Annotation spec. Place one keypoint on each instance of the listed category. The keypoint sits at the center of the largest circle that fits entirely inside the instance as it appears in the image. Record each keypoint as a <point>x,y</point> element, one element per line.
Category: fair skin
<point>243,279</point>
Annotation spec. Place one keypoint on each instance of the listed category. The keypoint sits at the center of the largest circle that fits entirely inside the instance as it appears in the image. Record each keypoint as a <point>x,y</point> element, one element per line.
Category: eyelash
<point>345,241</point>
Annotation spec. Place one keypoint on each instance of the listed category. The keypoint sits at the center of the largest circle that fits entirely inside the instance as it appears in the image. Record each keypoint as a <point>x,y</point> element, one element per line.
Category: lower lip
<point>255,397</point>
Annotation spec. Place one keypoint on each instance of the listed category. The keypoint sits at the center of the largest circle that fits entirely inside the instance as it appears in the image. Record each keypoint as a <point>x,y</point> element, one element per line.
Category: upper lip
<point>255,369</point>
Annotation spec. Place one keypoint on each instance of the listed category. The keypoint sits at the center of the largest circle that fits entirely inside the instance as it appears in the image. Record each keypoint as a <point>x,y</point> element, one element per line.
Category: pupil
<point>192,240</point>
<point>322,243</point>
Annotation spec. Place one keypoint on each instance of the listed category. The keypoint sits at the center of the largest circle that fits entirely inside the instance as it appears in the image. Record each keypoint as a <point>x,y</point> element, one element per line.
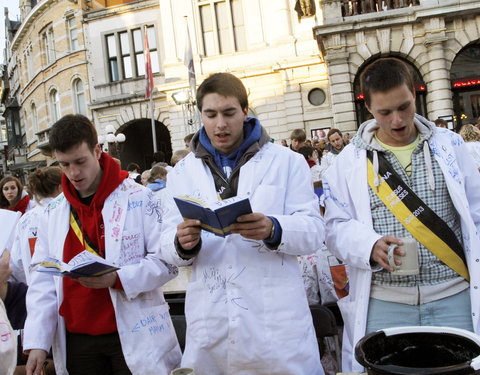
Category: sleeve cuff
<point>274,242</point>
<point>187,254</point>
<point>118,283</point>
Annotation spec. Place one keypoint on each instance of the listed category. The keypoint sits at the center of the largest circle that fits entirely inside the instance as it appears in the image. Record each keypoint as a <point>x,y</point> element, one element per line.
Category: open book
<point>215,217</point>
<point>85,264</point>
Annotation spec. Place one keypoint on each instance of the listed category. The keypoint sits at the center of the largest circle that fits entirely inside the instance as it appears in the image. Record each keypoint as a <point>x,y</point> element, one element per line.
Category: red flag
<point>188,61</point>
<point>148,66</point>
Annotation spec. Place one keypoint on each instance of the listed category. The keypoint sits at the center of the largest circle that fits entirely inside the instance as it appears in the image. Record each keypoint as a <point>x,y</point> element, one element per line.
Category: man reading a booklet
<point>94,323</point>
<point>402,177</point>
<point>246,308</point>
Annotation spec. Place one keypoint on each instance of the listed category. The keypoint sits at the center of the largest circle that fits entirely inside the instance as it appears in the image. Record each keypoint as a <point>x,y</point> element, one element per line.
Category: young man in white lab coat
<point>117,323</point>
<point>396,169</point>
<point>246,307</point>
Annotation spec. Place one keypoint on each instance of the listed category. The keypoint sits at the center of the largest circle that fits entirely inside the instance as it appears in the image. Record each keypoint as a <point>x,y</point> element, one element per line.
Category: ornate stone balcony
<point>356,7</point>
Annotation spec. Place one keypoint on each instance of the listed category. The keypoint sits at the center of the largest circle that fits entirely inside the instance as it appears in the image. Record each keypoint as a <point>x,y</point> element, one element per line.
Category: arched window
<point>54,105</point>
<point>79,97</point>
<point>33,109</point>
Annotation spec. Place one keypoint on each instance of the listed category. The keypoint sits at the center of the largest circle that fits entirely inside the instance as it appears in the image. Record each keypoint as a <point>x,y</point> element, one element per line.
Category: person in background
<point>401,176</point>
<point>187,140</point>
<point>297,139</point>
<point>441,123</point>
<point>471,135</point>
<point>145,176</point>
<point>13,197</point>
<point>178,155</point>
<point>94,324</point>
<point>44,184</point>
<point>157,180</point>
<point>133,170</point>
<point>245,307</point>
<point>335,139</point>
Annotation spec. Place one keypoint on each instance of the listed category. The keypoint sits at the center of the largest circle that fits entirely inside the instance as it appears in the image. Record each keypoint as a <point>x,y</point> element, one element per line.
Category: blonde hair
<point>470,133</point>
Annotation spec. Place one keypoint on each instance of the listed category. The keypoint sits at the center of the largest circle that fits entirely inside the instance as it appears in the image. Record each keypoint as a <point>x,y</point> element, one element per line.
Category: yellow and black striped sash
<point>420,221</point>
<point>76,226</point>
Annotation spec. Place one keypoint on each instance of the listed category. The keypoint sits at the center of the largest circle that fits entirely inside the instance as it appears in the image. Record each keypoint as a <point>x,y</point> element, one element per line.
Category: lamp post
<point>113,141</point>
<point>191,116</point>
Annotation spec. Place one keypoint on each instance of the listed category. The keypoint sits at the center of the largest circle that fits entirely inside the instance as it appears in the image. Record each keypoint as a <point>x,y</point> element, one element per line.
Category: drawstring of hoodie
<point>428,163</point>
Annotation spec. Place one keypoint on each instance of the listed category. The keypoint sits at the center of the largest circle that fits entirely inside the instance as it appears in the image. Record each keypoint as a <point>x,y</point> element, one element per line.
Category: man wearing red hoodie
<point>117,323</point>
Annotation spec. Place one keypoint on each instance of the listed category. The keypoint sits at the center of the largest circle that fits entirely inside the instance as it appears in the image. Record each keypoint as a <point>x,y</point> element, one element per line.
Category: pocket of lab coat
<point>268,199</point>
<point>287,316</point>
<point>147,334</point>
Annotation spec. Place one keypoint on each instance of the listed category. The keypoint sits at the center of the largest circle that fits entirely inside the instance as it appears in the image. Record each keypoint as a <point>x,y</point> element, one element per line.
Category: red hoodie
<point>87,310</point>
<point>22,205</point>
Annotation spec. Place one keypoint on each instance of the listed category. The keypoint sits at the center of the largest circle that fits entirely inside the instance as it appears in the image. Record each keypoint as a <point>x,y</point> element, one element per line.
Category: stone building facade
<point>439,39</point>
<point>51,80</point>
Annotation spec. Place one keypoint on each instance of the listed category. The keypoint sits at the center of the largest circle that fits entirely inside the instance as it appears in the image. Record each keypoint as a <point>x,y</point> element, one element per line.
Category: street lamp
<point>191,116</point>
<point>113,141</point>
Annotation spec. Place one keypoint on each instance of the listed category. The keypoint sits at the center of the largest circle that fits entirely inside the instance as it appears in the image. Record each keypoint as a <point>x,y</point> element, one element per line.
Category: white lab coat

» SHORT PROBLEM
Format every line of the items above as a JSON list of strings, one string per line, leaving out blank lines and the pictures.

» ANSWER BELOW
[
  "Annotation spec. Place one keypoint on each instance of the listed category. The keypoint sits at the center of the largest circle that fits entirely inside the instance as it appears in the image. Record each keypoint as a <point>x,y</point> element, one element per line.",
  "Category: fair skin",
  "<point>243,279</point>",
  "Annotation spec. Place one keypoint on each instance of the listed category. The keypoint sits at the center of the largest circle that fits entirely inside the instance as it appears in the image. Record each keypoint as a <point>x,y</point> element, one element per line.",
  "Category: eyelash",
  "<point>345,241</point>",
  "Annotation spec. Place one keypoint on each instance of the listed category. The keypoint sits at the center of the largest circle that fits entirely inside the instance as it appears in the image. Record each keypoint as a <point>x,y</point> element, one element per line.",
  "Category: lower lip",
  "<point>255,397</point>",
  "Annotation spec. Place one keypoint on each instance of the listed category. The keypoint sits at the center of the largest circle that fits entirely inside the instance as it appears in the image. Record each keypoint as a <point>x,y</point> element, one element per line.",
  "Category: upper lip",
  "<point>255,369</point>",
  "Annotation spec. Place one keypoint on each instance of the listed category. The keypoint sits at the center of the largest circle that fits entirely inside the instance as it appears in the image. Record each keypoint as a <point>x,y</point> element, one element per line.",
  "Category: pupil",
  "<point>192,240</point>",
  "<point>322,243</point>",
  "Annotation spec. Place one keypoint on each instance of the listed category. The keypoint sits at the center of the largest circle that fits entirely inside the instance as it appears in the image. Record each keypoint as a <point>x,y</point> element, one element per line.",
  "Category: sleeve cuff",
  "<point>274,242</point>",
  "<point>187,254</point>",
  "<point>118,283</point>",
  "Annotation spec. Place one keypoint on each instance of the listed category. The keypoint sits at the center of the largest circle that fits entirely inside the instance as it appears in the image. Record each keypoint as a <point>x,y</point> element, one element per line.",
  "Category: open book",
  "<point>215,217</point>",
  "<point>85,264</point>",
  "Annotation spec. Place one keypoint on each instance of the listed category. The keypoint sits at the center of the largest circle that fits entirely inside the instance as it appears in the image. Record each keypoint as a <point>x,y</point> element, one element per line.",
  "Category: red flag",
  "<point>188,61</point>",
  "<point>148,66</point>",
  "Annotation spec. Place one keypoint on each instance of the listed category. The keypoint sits at the center of the largest circle that fits entirely inside the instance as it appears in the image. Record each keypoint as a <point>x,y</point> element, one element per line.",
  "Category: man reading a booklet",
  "<point>94,323</point>",
  "<point>402,177</point>",
  "<point>246,308</point>",
  "Annotation spec. Place one keypoint on each instance of the listed category. The keypoint sits at the center of the largest circle that fits entirely inside the instance as it appears in the image. Record each keypoint as a <point>x,y</point> element, one element per line.",
  "Category: young man in white lab coat",
  "<point>117,323</point>",
  "<point>396,169</point>",
  "<point>246,307</point>",
  "Annotation spec. Place one keypoint on each instance of the listed category. The keypoint sits at the center of the largest circle that fits entirely inside the instance as it appears in the image. Record each keypoint as a <point>x,y</point> element, one element per line.",
  "Category: ornate stone balcony",
  "<point>356,7</point>",
  "Annotation spec. Place one keypoint on each instance of the listed category. The keypoint sits at the center of the largest circle that fits entirely inside the instance as it appears in the image. Record each keypoint as a <point>x,y</point> element, one element per line.",
  "Category: arched window",
  "<point>54,105</point>",
  "<point>79,97</point>",
  "<point>33,109</point>",
  "Annotation spec. Place one keypoint on each instance of the listed category. The keypoint sits at the center of the largest circle that fits entirely inside the instance as it appears in the image. Record each keypoint as a <point>x,y</point> element, one element per line.",
  "Category: person in background",
  "<point>401,176</point>",
  "<point>187,140</point>",
  "<point>297,139</point>",
  "<point>441,123</point>",
  "<point>471,135</point>",
  "<point>145,176</point>",
  "<point>13,197</point>",
  "<point>178,155</point>",
  "<point>94,324</point>",
  "<point>44,184</point>",
  "<point>157,180</point>",
  "<point>133,170</point>",
  "<point>245,307</point>",
  "<point>335,139</point>",
  "Annotation spec. Place one keypoint on each instance of the listed category. The keypoint sits at the center of the largest circle that fits entirely inside the instance as it appears in the image. Record each keypoint as a <point>x,y</point> element, one element per line.",
  "Category: blonde hair",
  "<point>470,133</point>",
  "Annotation spec. Place one keypoint on each instance of the listed category. The keypoint sits at the center of the largest circle that fits entirely inside the instance as it appears in the image. Record each keypoint as a <point>x,y</point> element, one element per line.",
  "Category: yellow and black striped sash",
  "<point>420,221</point>",
  "<point>76,226</point>",
  "Annotation spec. Place one keypoint on each instance of the listed category. The keypoint sits at the center of the largest circle that fits entirely inside the instance as it appears in the image. Record each keypoint as a <point>x,y</point> element, one element per line.",
  "Category: lamp post",
  "<point>113,141</point>",
  "<point>191,116</point>",
  "Annotation spec. Place one keypoint on each instance of the listed category. The keypoint sits at the center of the largest circle that fits entirely inside the instance as it appears in the image. Record each keypoint as a <point>x,y</point> element, one element per line.",
  "Category: drawstring of hoodie",
  "<point>428,163</point>",
  "Annotation spec. Place one keypoint on each instance of the listed category. The keypoint sits at the center of the largest circle that fits entirely inside the instance as it appears in the image. Record each keypoint as a <point>x,y</point> element, one element per line.",
  "Category: man wearing red hoodie",
  "<point>117,323</point>",
  "Annotation spec. Place one keypoint on each instance of the listed category. The keypoint sits at the center of the largest circle that fits entirely inside the instance as it appears in the image. Record each keypoint as a <point>x,y</point> element, one element per line.",
  "Category: pocket of lab coat",
  "<point>268,199</point>",
  "<point>287,316</point>",
  "<point>147,334</point>",
  "Annotation spec. Place one keypoint on each instance of the listed category. The keypoint sits at the center of the largest circle that fits entirely inside the instance as it appears in the image. Record each keypoint as a <point>x,y</point> element, one element per line.",
  "Category: red hoodie",
  "<point>87,310</point>",
  "<point>22,205</point>",
  "Annotation spec. Place one keypoint on each instance of the listed category. The keypoint sits at the center of the largest circle that fits entirely inside the instance as it appears in the image. Record each keypoint as a <point>x,y</point> element, one element per line.",
  "Category: stone building facade",
  "<point>439,39</point>",
  "<point>51,80</point>",
  "Annotation spec. Place one keypoint on each instance of the listed category. The keypoint sits at the center of the largest circle that fits entirely inside the instance as it appears in the image. Record each keypoint as a <point>x,y</point> element, one element per line.",
  "Category: street lamp",
  "<point>191,116</point>",
  "<point>113,141</point>",
  "Annotation spec. Place one keypoint on each instance of the listed category. The keypoint sits at the center of the largest circle that fits entirely inside the instance as it appears in the image. Record each keypoint as a <point>x,y</point> element, one element per line.",
  "Category: white lab coat"
]